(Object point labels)
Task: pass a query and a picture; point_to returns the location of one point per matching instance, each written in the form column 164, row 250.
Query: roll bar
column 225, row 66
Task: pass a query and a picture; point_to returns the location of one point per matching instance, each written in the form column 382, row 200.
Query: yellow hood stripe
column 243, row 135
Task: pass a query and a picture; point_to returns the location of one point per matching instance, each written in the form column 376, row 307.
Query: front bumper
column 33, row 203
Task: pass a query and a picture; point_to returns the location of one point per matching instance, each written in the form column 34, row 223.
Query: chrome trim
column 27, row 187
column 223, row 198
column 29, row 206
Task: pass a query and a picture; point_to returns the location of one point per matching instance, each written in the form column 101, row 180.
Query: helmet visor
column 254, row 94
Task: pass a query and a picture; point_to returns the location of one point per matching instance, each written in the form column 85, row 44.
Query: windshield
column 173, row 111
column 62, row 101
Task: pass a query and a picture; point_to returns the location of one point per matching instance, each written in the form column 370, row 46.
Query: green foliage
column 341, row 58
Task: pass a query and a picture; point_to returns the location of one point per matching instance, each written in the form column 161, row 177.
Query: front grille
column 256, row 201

▶ Your objective: Please rewrite the listing above with "point_to" renamed to "find_points" everywhere it occurs, keeping everything else unchanged.

▶ Task response:
Task: pass a query and a picture; find_points returns the location of one point per matching instance, each written in the form column 164, row 250.
Query: roll bar
column 225, row 66
Task: pass a query and a picture; find_points returns the location of one point per matching instance, each written in the form column 382, row 200.
Query: yellow hood stripe
column 243, row 135
Task: pass a query and a picture; find_points returns the location of one point per matching instance, each written in the form column 376, row 307.
Query: front bumper
column 33, row 203
Task: pass a query and a picture; find_points returns the location of one point per matching instance, each written in the form column 34, row 223.
Query: chrome trim
column 27, row 187
column 223, row 198
column 29, row 206
Task: pass a query and a picture; find_points returns the location of one point per matching instance, each written in the form column 101, row 180.
Query: helmet visor
column 254, row 94
Task: pass a query and a picture; find_points returns the location of one point per matching instance, each written in the form column 85, row 44.
Query: windshield
column 173, row 111
column 62, row 101
Task: pass a query and a picture; find_points returns the location of one point per matching instance, each written in the form column 370, row 46.
Query: green foliage
column 341, row 58
Task: pass a query and a picture; find_points returns the location of one point per matching instance, each written in the form column 161, row 177.
Query: front grille
column 256, row 201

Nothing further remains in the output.